"""

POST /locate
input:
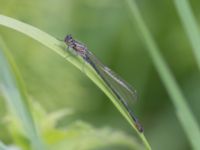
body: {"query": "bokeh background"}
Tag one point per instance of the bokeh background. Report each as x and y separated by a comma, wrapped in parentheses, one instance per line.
(106, 28)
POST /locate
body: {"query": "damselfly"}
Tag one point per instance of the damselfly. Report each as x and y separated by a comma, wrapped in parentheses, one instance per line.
(122, 90)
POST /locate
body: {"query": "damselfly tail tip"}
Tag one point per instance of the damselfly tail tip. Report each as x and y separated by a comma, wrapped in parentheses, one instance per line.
(68, 38)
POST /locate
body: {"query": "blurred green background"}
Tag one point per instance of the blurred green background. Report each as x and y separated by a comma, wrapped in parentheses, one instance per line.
(106, 28)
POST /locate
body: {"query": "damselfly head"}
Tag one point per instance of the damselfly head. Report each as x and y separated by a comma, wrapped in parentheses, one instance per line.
(68, 39)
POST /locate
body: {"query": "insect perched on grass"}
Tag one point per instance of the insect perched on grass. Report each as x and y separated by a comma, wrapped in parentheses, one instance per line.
(122, 90)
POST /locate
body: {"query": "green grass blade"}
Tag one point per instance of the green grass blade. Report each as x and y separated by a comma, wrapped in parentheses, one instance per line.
(190, 26)
(12, 88)
(183, 112)
(59, 47)
(2, 146)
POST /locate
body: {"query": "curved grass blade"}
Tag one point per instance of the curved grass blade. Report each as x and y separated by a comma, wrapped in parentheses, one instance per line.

"""

There is one span to return: the line holding "Tag one point per instance of the insect" and every line after it through the end of the listing above; please give it exactly and add nothing.

Tag one point per instance of the insect perched on grass. Report each as x and y separated by a comma, wrapped in parentheses, one instance per line.
(122, 90)
POST /locate
body: {"query": "green grass blade"}
Tag one point per instance of the green grass blade. Report each as x and y separated by a comma, wrapped in parentheses, one instance per line.
(190, 26)
(12, 88)
(183, 112)
(59, 47)
(2, 146)
POST /locate
body: {"query": "curved grass blade"}
Tag one point per instance of the curved grass blade. Report each as x and y separated by a comma, wrapped in parentheses, one instance per line.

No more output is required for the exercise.